### Your instructions
Where in the records does the word "helmet" occur? Copy each line in which it does.

Collected data entries

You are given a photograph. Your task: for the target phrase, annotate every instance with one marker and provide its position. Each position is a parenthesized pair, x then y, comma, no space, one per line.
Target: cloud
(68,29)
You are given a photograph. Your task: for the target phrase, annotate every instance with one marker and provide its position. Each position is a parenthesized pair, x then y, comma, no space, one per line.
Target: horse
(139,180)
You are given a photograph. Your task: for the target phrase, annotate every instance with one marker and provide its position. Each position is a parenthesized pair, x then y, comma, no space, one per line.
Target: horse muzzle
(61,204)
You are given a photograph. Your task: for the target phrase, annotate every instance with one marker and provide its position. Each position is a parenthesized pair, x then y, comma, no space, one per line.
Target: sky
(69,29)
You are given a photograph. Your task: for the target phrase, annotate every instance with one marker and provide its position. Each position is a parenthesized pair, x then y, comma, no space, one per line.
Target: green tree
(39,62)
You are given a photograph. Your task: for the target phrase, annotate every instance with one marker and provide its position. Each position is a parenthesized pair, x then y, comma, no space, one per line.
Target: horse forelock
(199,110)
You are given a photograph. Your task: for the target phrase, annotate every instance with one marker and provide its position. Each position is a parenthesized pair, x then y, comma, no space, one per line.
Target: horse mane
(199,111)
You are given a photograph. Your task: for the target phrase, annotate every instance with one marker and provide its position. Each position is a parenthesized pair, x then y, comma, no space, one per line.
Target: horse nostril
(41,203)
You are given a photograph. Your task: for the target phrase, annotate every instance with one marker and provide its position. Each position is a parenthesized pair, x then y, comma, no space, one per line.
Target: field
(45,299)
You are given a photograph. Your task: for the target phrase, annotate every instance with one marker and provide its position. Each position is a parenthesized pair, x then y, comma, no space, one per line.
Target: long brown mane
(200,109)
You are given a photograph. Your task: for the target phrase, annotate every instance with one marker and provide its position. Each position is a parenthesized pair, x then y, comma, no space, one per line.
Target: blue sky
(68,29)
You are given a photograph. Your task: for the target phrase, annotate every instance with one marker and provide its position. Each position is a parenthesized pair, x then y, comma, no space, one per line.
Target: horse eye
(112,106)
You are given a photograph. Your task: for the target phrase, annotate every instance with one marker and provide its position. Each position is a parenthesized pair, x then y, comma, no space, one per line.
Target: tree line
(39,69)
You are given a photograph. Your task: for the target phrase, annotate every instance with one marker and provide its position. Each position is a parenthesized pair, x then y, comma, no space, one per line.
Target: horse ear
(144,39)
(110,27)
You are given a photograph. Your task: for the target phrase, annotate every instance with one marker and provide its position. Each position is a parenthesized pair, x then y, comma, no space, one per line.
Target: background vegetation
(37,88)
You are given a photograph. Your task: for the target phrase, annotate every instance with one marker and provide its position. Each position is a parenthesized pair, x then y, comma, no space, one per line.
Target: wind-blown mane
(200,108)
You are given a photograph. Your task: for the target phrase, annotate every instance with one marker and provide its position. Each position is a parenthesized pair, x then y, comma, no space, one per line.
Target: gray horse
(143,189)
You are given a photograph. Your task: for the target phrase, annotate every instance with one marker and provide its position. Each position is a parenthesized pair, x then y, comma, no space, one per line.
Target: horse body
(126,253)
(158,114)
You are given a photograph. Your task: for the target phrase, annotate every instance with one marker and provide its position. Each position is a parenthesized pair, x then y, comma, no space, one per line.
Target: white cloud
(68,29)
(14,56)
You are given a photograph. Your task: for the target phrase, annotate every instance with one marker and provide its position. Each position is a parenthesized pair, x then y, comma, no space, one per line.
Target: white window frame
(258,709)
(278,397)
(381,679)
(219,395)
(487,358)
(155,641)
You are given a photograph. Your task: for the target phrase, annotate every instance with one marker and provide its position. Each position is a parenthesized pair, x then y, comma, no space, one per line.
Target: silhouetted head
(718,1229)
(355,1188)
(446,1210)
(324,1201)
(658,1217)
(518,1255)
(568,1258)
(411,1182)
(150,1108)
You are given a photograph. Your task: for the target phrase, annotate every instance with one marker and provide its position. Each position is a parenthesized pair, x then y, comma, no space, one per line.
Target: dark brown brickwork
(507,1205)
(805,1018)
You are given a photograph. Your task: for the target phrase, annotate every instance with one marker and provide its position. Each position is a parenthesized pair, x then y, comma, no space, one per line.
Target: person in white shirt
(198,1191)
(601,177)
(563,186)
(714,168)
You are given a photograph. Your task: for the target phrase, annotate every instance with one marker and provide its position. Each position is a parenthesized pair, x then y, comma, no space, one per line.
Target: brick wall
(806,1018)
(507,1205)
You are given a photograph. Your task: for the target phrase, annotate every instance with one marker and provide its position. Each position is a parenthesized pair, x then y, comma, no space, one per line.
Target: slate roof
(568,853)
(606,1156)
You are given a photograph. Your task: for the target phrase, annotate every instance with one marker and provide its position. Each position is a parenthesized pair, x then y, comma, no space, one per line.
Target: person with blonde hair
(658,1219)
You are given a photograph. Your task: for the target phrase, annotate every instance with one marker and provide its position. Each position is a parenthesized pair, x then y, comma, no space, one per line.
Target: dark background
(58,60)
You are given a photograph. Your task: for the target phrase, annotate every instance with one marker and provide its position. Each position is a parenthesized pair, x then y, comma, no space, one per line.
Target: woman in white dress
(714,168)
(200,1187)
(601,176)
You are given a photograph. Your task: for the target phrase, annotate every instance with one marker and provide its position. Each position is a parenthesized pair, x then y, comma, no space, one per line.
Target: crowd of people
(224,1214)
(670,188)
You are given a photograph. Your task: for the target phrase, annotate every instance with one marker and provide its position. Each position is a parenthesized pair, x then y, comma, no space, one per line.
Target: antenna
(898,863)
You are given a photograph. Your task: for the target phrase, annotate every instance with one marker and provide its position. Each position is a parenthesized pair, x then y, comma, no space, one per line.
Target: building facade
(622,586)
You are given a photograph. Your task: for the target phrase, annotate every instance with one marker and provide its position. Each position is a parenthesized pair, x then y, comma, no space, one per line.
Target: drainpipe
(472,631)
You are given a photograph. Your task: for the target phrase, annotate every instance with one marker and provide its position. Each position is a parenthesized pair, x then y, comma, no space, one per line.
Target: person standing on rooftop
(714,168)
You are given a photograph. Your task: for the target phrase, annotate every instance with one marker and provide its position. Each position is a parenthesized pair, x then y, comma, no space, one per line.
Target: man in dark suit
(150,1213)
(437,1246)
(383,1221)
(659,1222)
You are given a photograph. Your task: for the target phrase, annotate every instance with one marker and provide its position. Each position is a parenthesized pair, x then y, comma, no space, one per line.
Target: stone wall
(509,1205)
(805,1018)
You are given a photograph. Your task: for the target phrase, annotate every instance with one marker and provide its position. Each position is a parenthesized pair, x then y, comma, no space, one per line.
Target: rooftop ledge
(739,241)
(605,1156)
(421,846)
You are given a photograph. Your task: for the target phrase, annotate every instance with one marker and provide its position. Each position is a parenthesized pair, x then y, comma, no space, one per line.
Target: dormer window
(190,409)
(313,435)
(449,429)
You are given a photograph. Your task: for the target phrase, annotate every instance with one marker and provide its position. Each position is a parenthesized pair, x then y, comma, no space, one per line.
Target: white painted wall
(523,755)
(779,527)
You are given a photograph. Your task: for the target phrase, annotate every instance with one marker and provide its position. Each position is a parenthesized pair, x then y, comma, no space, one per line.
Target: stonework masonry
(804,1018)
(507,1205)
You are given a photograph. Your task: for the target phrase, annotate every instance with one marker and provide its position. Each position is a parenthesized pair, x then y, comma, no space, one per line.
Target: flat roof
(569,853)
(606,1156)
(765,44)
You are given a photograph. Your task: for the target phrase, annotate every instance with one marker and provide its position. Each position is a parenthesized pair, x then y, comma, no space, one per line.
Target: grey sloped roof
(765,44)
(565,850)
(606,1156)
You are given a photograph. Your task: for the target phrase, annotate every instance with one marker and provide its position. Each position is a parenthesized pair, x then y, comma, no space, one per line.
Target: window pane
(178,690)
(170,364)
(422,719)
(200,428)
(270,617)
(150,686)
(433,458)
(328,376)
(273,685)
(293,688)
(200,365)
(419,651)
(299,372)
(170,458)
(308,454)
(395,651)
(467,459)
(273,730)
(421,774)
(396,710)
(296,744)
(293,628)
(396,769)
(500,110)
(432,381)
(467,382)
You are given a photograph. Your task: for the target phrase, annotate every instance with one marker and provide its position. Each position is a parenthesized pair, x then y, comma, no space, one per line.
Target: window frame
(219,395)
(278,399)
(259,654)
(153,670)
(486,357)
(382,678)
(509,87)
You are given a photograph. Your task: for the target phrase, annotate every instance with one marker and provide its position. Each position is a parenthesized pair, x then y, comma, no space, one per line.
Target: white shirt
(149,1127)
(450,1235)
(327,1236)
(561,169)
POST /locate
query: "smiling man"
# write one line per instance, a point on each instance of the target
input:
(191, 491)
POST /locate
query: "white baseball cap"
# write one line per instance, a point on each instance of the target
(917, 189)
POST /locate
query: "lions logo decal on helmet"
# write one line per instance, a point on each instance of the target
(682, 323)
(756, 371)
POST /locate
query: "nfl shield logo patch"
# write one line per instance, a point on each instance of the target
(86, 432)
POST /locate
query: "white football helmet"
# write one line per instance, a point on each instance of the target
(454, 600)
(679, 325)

### Task result
query: "lions logo decal on helmet"
query: "white football helmet"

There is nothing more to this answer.